判断下面三句话是否符合这段讲 Spark 分区函数的文字。每句回答"是"或"否"，并照录文字中据以判断的语句。
1. 没有指定分区时，默认使用当前RDD的分区函数。
2. HashPartitioner 的 equals 比较的是两者的分区数。
3. RangePartitioner 的 equals 只比较分区数，不看其他属性。

所给文字:
========

入参的 partitioner 有两种可能，一种是指定了重分区则默认为 HashPartitioner，一种是没指定分区，则默认为当前RDD的分区函数。

def groupByKey(): RDD[(K, Iterable[V])] = self.withScope {
  groupByKey(defaultPartitioner(self))
}

def groupByKey(numPartitions: Int): RDD[(K, Iterable[V])] = self.withScope {
  groupByKey(new HashPartitioner(numPartitions))
}
只有当子RDD的分区函数 与 与父分区函数相同，且分区数相同，self.partitioner 才有 Some(partitioner) 相等
override def equals(other: Any): Boolean = other match {
  case h: HashPartitioner =>
    h.numPartitions == numPartitions
  case _ =>
    false
}

另外如果是RangePartitioner分区函数，则需要

override def equals(other: Any): Boolean = other match {
  case r: RangePartitioner[_, _] =>
    r.rangeBounds.sameElements(rangeBounds) && r.ascending == ascending
  case _ =>
    false
}

否则返回ShuffledRDD，对应的的依赖则为 ShuffleDependency

override def getDependencies: Seq[Dependency[_]] = {
  val serializer = userSpecifiedSerializer.getOrElse {
    val serializerManager = SparkEnv.get.serializerManager
    if (mapSideCombine) {
      serializerManager.getSerializer(implicitly[ClassTag[K]], implicitly[ClassTag[C]])
    } else {
      serializerManager.getSerializer(implicitly[ClassTag[K]], implicitly[ClassTag[V]])
    }
  }
  List(new ShuffleDependency(prev, part, serializer, keyOrdering, aggregator, mapSideCombine))
}

测试Code：

object Test {
  def main(args: Array[String]): Unit = {
    val p1 = new HashPartitioner(3)
    val p2 = new HashPartitioner(3)
    println(s"p1 == p2 ? = ${Some(p1) == Some(p2)}")
    val p3 = new HashPartitioner(1)
    println(s"p1 == p3 ? = ${Some(p1) == Some(p3)}" )

    val spark = Sparkutil.getSpark()
    val rdd1 = spark.sparkContext.parallelize(Array((1, 2), (2, 3), (1, 3), (3, 3), (4, 3))).repartition(2)

    println("rdd1 partitioner:" + rdd1.partitioner)
    println("rdd1 partitioner:" + rdd1.dependencies)
    println("------------------------------------------ \n")

    val rdd2 = rdd1.repartition(1)
    println(s"rdd1:[${rdd1.partitioner}] == rdd2:[${rdd2.partitioner}] ? = ${rdd1.partitioner == rdd2.partitioner }")
    println("rdd2 dependencies:" + rdd2.dependencies)
    println("------------------------------------------ \n")


    val rdd3 = rdd2.groupByKey(1)
    println(s"rdd2:[${rdd2.partitioner}] == rdd3:[${rdd3.partitioner}] ? = ${rdd2.partitioner == rdd3.partitioner }")
    println("rdd3 partitioner:" + rdd3.dependencies)

========

数据集条目:
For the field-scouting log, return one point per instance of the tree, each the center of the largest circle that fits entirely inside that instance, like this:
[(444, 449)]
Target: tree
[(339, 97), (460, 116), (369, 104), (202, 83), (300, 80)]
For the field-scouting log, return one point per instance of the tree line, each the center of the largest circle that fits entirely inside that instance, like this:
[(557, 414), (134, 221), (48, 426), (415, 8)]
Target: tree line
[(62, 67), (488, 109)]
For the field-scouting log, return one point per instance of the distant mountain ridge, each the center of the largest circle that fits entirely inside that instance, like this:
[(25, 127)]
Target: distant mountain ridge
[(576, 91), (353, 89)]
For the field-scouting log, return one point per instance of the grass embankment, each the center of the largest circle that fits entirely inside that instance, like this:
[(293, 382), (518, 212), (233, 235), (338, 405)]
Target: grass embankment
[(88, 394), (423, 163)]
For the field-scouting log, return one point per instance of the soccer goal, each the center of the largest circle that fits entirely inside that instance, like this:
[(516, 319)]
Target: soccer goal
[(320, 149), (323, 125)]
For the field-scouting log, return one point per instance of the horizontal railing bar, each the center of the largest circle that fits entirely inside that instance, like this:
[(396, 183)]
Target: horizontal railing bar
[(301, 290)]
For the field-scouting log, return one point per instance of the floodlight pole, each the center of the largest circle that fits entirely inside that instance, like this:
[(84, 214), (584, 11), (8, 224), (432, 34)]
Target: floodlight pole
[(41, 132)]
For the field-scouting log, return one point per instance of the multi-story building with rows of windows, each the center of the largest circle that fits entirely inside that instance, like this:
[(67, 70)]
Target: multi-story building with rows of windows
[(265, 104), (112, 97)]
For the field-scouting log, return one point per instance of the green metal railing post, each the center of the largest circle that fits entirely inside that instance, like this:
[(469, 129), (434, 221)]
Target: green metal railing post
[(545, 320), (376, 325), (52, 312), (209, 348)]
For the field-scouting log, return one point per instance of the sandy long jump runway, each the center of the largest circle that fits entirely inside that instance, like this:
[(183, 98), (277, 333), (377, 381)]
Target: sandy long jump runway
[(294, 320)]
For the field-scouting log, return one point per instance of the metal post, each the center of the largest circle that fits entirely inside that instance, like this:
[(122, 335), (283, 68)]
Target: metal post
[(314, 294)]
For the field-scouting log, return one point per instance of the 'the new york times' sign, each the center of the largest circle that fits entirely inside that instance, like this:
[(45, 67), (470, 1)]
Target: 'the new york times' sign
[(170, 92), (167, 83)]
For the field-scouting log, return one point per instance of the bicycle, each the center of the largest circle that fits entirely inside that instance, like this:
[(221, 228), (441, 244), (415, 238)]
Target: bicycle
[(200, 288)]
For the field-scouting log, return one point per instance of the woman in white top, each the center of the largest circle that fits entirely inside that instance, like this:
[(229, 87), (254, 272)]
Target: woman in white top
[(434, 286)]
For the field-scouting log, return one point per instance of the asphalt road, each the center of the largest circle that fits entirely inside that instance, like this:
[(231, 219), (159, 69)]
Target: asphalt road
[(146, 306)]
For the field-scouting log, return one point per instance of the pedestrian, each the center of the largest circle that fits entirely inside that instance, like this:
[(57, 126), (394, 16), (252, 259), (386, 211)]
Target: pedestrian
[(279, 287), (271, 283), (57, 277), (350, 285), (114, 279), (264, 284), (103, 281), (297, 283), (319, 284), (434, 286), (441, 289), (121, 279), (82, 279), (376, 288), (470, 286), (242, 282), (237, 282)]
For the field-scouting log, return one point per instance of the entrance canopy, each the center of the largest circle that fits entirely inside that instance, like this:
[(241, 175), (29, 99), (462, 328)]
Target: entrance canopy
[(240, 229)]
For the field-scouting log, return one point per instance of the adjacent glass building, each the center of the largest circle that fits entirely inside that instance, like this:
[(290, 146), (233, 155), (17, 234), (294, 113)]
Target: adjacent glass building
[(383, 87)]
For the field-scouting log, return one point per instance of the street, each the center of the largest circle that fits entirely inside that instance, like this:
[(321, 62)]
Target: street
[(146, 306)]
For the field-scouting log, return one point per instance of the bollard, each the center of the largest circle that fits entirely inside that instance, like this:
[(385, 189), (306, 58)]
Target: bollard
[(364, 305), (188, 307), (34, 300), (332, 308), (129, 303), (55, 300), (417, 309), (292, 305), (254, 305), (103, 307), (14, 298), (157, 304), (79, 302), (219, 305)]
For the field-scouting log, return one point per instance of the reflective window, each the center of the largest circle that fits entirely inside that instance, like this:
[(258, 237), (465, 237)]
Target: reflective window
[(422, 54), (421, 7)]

========

本题答案:
1. 是。"一种是没指定分区，则默认为当前RDD的分区函数"
2. 是。"h.numPartitions == numPartitions"
3. 否。"r.rangeBounds.sameElements(rangeBounds) && r.ascending == ascending"